ИСХОДНЫЙ ТЕКСТ:
┌────────

В своей книге «Мир композитора» немецкий композитор ХХ века Пауль Хиндемит сказал: «Проклятие виртуозности в том, что она не может породить ничего, кроме виртуозности»; предрек, что увлечение виртуозностью обязательно приведет мир к музыкальному безумию, а в завершение тирады уподобил виртуозность наркотикам.
В XIX веке был, по крайней мере, один музыкант, который непременно возразил бы, что в виртуозности не может быть ничего дурного. Это был испанский скрипач Пабло Сарасате, пребывавший в полной уверенности, что исключительно для них, виртуозов, и существует музыка, а оркестровые tutti служат лишь для их отдыха. Он говорил: «Оставьте меня в покое с вашими симфоническими произведениями, к которым, вы, конечно, относите и Скрипичный концерт Брамса. Я не отрицаю — это прекрасная музыка. Но считаете ли вы меня настолько лишенным вкуса, чтобы я, выйдя на эстраду со скрипкой в руках, стоял и слушал, как в Adagio гобой играет публике единственную мелодию этого произведения?»
Карьера Пабло Сарасате (настоящее имя – Мартин Мелитон Сарасате и Наваскуэс) была воистину головокружительной. Он за год окончил с отличием Парижскую консерваторию, мгновенно добился популярности, много гастролировал, в рядах его поклонников были выдающиеся фигуры. Сам Изаи признавал: «Сарасате научил нас чисто играть на скрипке». Любимец публики, Сарасате первым из скрипачей стал записываться на грампластинки. В расчете на его исполнительский стиль были созданы новые произведения Сен-Санса, Лало, Бруха и др. Большой знаток скрипичного искусства, музыковед Израиль Ямпольский назвал Сарасате «колоратурным сопрано» среди великих скрипачей ХIХ века». «Тон Сарасате нельзя было назвать ни сильным, ни глубоко трогающим; он чаровал мягкостью и серебристостью тембра, – пишет Ямпольский. – Тающие piаnissimo, выразительные ферматы, стремление к постоянному закруглению фраз органически сочетались с бисерной техникой, воздушностью летучих штрихов, изумительной по своей выдержке «соловьиной» трелью. Публика, словно завороженная, внимала блестящему каскаду звуков этого «мага» и «чародея» скрипки, не замечая, что Сарасате в 9-10 минут «пробегал» Чакону Баха, а Концерт Бетховена интерпретировал в манере колоратурных «звезд».

└────────

Перепишите фрагмент текста о виртуозности от слов «В своей книге» до слов «уподобил виртуозность наркотикам.», заменив «наркотикам» на «яду».

РАЗДЕЛ ДАННЫХ:

┌────────

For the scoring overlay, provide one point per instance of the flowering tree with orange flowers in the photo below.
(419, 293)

└────────
┌────────

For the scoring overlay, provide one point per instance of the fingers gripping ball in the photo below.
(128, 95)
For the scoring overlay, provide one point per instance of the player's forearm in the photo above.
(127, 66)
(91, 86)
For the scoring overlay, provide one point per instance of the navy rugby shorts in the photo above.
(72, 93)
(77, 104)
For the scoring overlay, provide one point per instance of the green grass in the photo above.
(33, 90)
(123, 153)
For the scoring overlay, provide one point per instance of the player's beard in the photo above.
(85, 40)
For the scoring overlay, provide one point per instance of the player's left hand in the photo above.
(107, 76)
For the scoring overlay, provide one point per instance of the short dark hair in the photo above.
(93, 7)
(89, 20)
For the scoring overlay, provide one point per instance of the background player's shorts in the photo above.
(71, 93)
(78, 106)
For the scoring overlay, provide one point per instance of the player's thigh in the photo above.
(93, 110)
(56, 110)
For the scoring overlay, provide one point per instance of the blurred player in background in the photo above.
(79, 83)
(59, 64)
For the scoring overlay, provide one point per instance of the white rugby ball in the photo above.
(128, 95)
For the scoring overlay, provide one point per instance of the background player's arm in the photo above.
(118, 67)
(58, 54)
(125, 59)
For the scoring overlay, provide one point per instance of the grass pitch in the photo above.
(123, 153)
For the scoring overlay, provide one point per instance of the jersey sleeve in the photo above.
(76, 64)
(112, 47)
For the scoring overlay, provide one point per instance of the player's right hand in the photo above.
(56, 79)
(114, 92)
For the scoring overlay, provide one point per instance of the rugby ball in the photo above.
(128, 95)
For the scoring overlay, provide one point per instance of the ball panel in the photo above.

└────────
┌────────

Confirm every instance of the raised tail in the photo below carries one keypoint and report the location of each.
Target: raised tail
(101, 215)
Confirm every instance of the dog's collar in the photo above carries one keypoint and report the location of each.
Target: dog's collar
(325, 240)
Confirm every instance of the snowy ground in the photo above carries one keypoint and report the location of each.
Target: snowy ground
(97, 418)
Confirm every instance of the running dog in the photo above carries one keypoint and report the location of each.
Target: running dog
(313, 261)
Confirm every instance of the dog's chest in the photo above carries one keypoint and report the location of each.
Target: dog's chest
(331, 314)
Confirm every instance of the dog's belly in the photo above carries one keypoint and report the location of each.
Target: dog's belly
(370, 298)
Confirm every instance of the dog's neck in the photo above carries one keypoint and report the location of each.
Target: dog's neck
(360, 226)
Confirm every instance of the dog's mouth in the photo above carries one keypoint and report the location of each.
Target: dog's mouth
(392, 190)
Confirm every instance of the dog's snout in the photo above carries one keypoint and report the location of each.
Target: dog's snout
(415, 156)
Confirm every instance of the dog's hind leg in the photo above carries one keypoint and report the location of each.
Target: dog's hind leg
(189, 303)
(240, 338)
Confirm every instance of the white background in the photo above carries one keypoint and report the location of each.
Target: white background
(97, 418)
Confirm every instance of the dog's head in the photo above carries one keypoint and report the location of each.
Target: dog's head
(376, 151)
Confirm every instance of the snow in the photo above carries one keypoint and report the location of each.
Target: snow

└────────

ОТВЕТ НА ЗАДАНИЕ:
В своей книге «Мир композитора» немецкий композитор ХХ века Пауль Хиндемит сказал: «Проклятие виртуозности в том, что она не может породить ничего, кроме виртуозности»; предрек, что увлечение виртуозностью обязательно приведет мир к музыкальному безумию, а в завершение тирады уподобил виртуозность яду.